--- Start of Selected text ---
Define SLURM job templates for training and evaluation tasks. These templates specify resource requirements and environment setup.

In [2]:
# Configure your virtual environment path here
# TODO: Replace '...' with your actual environment path (e.g., '/path/to/your/venv/bin/activate')
your_env_name = '...'

# SLURM template for training jobs
# Requires 8 GPUs, 1TB memory, 72-hour time limit
slurm_prefix_train = f"""#!/bin/bash
#SBATCH --job-name=Training
#SBATCH --output=slurm_outputs/training_%j.txt
#SBATCH --ntasks=1
#SBATCH --cpus-per-task 10
#SBATCH --time=72:00:00
#SBATCH --mem=1024G
###SBATCH --mail-user=...
###SBATCH --mail-type=ALL
#SBATCH --no-requeue
#SBATCH --gres=gpu:1
#SBATCH --partition=gpu100
#SBATCH --export=NONE
#unset SLURM_EXPORT_ENV
module load python/3.12.8
module load cuda/12.4
module load tmux
source ~/.bashrc
source {your_env_name}
export TRANSFORMERS_CACHE='./transformer_cache'
export WANDB_MODE=disabled
"""

# SLURM template for evaluation jobs
# Requires 1 GPU, 196GB memory (less than training)
slurm_prefix_evals= f"""#!/bin/bash
#SBATCH --job-name=TrainingTinyLlama
#SBATCH --output=slurm_outputs/training_%j.txt
#SBATCH --ntasks=1
#SBATCH --cpus-per-task 10
#SBATCH --time=72:00:00
#SBATCH --mem=196G
###SBATCH --mail-user=...
--- End of Selected text ---
--- Start of Data supplied ---
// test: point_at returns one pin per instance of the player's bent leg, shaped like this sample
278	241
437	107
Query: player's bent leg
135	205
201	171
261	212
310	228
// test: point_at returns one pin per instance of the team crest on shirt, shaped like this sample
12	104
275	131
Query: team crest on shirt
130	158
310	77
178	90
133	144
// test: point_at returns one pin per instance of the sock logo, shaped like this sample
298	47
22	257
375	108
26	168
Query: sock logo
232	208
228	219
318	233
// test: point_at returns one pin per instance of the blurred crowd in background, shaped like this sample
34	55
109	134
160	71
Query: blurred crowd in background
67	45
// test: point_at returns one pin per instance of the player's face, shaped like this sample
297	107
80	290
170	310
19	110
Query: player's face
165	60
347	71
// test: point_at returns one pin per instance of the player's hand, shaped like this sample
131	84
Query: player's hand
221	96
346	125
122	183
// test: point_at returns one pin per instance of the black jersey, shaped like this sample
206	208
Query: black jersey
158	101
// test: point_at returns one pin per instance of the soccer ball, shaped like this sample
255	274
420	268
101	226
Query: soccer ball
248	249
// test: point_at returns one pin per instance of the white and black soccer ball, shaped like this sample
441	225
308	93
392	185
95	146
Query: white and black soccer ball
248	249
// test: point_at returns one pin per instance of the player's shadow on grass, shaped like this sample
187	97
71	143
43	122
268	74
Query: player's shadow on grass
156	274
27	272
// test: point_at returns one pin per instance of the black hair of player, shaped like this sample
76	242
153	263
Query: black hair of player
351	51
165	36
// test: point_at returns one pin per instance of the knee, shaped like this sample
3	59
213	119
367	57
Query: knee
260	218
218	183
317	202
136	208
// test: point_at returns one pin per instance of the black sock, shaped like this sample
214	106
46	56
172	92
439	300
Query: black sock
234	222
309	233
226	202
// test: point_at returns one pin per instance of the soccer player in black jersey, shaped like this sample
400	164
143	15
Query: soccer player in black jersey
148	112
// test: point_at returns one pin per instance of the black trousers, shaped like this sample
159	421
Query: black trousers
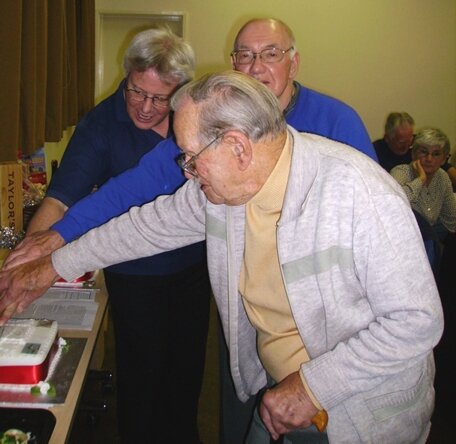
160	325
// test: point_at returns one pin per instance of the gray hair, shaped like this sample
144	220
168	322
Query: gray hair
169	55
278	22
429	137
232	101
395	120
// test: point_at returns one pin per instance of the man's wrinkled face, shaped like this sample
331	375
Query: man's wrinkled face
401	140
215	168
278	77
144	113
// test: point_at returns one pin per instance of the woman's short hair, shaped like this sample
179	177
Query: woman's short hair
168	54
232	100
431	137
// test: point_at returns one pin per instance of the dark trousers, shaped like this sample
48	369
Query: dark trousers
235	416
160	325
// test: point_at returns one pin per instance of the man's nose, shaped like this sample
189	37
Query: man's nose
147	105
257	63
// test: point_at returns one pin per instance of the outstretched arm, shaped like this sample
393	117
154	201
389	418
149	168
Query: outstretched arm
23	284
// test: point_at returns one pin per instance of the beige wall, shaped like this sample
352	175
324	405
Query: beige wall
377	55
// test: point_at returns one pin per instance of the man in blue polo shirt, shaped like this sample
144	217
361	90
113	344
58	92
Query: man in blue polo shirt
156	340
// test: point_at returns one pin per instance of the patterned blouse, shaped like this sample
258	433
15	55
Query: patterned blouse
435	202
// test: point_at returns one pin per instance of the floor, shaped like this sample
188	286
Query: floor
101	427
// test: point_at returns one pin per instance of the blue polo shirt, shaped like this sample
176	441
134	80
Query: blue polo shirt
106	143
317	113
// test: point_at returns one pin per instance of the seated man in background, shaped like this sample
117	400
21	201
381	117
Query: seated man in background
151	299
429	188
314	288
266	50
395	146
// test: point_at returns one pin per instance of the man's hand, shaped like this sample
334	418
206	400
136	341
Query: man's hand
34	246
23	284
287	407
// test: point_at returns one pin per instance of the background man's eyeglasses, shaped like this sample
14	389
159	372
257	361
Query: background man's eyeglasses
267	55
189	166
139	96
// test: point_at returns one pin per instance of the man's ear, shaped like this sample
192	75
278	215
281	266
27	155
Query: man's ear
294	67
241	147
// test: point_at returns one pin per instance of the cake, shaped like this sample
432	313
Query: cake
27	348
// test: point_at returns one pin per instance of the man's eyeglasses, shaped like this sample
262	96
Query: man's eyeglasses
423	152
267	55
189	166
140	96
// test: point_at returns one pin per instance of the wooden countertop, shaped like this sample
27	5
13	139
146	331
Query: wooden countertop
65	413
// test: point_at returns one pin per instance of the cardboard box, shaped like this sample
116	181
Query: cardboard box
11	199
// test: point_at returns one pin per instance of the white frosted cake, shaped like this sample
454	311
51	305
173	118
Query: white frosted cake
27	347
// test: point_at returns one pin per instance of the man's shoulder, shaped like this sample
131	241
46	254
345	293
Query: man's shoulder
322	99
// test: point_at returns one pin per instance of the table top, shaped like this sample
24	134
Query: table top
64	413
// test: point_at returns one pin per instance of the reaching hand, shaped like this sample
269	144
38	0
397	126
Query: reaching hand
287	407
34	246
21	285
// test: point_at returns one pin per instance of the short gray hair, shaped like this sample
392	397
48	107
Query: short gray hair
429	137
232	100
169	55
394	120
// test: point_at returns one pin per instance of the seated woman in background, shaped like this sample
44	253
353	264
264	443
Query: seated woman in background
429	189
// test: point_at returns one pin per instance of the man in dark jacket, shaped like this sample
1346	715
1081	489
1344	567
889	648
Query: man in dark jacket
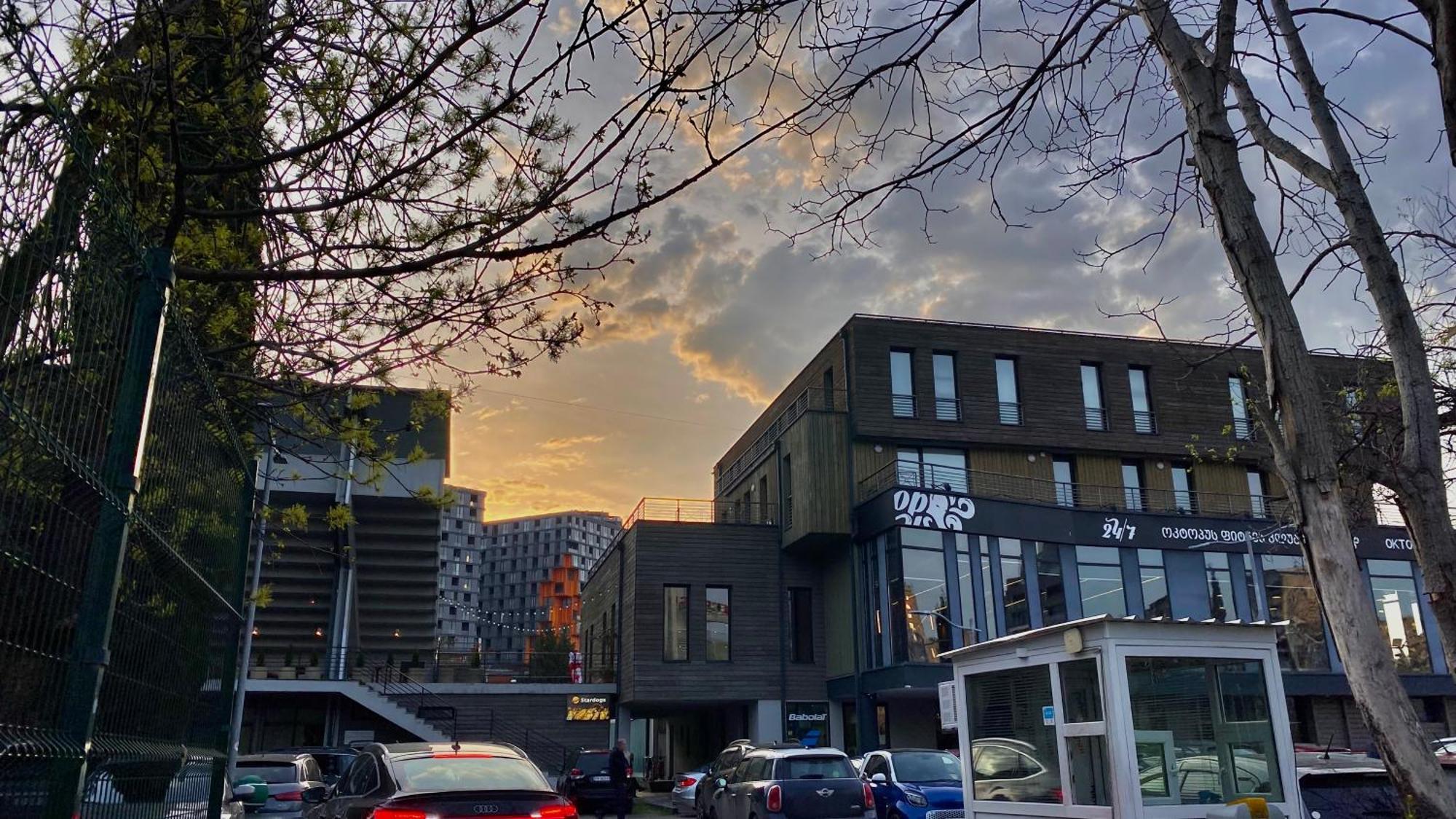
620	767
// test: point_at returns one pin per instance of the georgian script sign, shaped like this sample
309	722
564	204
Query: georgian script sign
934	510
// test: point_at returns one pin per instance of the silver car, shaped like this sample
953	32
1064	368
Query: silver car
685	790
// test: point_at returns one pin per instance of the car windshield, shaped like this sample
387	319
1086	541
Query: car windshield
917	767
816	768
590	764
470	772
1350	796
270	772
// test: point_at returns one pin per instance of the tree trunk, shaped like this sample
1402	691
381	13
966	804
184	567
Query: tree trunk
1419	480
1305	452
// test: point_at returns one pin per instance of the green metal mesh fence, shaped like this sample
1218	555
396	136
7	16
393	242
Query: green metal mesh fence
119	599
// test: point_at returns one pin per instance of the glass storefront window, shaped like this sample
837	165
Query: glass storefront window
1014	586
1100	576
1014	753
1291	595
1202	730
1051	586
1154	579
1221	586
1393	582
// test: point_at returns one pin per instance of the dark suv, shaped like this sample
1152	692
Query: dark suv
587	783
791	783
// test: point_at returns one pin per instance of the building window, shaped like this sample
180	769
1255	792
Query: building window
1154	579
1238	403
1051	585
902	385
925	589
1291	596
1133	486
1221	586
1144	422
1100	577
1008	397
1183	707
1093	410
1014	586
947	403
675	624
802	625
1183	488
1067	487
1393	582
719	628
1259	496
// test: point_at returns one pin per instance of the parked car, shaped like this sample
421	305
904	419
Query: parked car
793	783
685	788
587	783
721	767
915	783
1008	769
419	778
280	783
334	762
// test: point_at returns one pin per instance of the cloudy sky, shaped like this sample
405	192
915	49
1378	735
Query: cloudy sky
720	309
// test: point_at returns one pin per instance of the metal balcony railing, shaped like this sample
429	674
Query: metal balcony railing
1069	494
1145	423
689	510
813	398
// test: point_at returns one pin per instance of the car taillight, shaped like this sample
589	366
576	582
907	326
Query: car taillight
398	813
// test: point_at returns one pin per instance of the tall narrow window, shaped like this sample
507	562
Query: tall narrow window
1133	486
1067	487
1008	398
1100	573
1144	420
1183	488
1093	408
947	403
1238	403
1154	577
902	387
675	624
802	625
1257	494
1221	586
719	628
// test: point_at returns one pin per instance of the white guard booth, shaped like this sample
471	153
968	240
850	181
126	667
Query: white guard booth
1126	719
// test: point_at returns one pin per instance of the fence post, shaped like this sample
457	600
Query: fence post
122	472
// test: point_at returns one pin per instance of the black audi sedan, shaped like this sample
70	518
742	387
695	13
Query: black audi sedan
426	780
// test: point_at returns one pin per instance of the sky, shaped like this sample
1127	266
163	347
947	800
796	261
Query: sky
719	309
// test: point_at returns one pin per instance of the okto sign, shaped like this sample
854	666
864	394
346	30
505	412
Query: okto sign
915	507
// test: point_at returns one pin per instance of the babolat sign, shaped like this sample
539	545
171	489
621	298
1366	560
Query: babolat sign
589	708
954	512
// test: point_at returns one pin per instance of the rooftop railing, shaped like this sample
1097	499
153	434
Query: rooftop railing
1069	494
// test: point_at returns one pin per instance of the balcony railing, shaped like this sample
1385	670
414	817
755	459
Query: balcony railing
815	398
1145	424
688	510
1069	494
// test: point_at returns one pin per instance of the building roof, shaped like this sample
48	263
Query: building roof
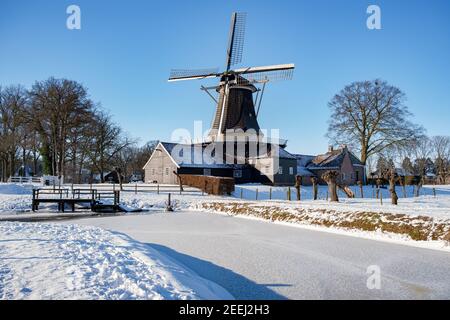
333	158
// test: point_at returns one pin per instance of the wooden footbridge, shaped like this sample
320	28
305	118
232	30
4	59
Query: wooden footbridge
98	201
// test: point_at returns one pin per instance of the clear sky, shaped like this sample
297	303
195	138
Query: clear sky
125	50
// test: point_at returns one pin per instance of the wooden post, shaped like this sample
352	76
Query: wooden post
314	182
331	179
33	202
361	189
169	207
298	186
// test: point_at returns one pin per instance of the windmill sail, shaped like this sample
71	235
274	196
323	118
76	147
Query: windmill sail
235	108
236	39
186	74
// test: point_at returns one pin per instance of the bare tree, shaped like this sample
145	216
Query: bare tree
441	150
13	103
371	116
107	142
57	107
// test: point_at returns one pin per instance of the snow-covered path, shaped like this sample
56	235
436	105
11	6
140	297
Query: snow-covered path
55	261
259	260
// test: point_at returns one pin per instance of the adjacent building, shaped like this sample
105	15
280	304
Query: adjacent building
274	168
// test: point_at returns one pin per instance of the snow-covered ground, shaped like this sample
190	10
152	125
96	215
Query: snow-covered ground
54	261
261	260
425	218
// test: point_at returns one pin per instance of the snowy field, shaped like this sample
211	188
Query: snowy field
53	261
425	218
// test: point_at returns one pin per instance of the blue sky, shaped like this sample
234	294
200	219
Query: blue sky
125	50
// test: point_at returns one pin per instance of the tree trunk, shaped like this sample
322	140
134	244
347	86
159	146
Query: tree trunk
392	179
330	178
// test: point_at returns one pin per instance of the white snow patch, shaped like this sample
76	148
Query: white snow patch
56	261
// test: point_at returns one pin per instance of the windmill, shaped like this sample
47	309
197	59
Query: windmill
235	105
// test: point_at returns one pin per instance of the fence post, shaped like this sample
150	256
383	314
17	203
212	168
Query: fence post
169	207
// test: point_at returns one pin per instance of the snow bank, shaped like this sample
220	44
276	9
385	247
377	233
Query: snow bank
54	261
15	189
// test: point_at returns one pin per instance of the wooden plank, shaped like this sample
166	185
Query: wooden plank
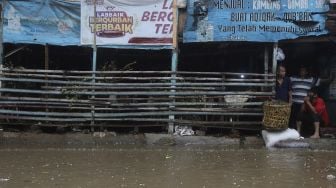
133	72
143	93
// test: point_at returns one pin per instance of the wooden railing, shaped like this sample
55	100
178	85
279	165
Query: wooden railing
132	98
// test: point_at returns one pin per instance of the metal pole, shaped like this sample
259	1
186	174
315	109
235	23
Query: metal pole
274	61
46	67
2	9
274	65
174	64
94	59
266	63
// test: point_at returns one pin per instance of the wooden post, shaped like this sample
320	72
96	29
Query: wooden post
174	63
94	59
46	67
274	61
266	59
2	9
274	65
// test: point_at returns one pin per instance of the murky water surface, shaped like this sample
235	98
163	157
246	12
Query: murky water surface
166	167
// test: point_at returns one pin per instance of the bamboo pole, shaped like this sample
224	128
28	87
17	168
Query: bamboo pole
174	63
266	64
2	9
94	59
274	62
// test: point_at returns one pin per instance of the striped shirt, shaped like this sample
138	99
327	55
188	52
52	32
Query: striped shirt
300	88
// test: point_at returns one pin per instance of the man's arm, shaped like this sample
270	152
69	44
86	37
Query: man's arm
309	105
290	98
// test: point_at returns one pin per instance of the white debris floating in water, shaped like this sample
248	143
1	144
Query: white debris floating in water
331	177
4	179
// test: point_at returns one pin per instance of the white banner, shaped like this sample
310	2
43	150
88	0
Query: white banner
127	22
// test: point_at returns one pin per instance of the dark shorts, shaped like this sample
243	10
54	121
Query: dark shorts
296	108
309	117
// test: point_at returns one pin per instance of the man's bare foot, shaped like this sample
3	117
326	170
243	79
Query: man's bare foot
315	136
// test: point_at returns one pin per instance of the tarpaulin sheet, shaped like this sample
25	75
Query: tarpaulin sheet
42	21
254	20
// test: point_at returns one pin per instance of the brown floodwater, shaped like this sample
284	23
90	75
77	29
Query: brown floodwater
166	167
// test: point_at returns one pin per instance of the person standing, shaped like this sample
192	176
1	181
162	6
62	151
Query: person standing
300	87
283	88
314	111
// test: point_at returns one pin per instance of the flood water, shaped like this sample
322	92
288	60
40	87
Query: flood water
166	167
--- End of Data supplied ---
Could you pick up the text on SLURM job templates right after its last line and carry it on from there?

###SBATCH --mail-type=ALL
#SBATCH --no-requeue
#SBATCH --gres=gpu:1
#SBATCH --partition=gpu100
#SBATCH --export=NONE
#unset SLURM_EXPORT_ENV
module load python/3.12.8
module load cuda/12.4
module load tmux
source ~/.bashrc
source {your_env_name}
export TRANSFORMERS_CACHE='./transformer_cache'
export WANDB_MODE=disabled
"""

## Example: Qwen 2.5 7B Training Commands

Generate hyperparameter sweep commands for Qwen 2.5 7B model training. This creates a comprehensive grid search across:

- **Embedding types**: ASIDE (`forward_rot`), vanilla (`single_emb`), ISE baseline (`ise`)
- **Learning rates**: 1e-6, 5e-6, 1e-5, 2e-5
- **Batch configurations**: Different batch sizes and gradient accumulation steps
- **Warmup ratios**: 0 (no warmup) and 0.1 (10% warmup)

### Key ASIDE Parameters

- `--rotation_alpha 1.57079633`: π/2 radians (90-degree rotation)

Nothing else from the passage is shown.